- Given passage
* begin *
January 1, 1842 - Opinion

DecisionCase remanded to the common pleas,
Unanimous

Clarke & a., Pet’rs. vs. Gilmanton & a.

In a suit against an infant, if he do not appear and nominate a guardian, the court, on motion by the plaintiff, will appoint a guardian ad litem for the infant.

Where a committee, appointed by the court of common pleas, upon a petition for a highway, made a report laying out the highway over the land of infants, who did not appear, it was held that the court might, upon motion by the petitioners, appoint a guardian ad litem for the infants, upon whom legal notice might be served of the time and place for hearing the owners of the land.

A notice served upon the infants, of the time and place for hearing the land owners, is insufficient.

Petition for a highway. In this case a committee was appointed by the court of common pleas, who reported that the highway should be laid out in part over land of Benjamin Plumer and George Plumer, who were minors without guardians, and who, as the petitioners apprehended, could receive no legal notice.
* end *
- Problem statement
Reproduce everything in the opinion from "Clarke & a., Pet’rs." down to "of the land.", substituting "guardian for the suit" for each instance of "guardian ad litem".

- Data shown
* begin *
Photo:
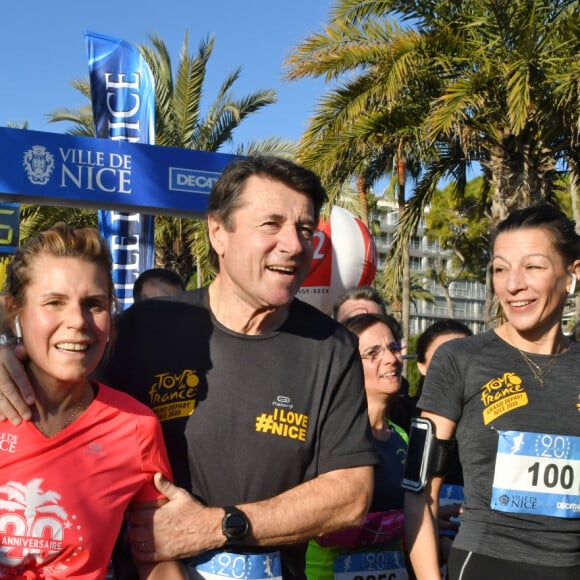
* end *
- Output
Clarke & a., Pet’rs. vs. Gilmanton & a.

In a suit against an infant, if he do not appear and nominate a guardian, the court, on motion by the plaintiff, will appoint a guardian for the suit for the infant.

Where a committee, appointed by the court of common pleas, upon a petition for a highway, made a report laying out the highway over the land of infants, who did not appear, it was held that the court might, upon motion by the petitioners, appoint a guardian for the suit for the infants, upon whom legal notice might be served of the time and place for hearing the owners of the land.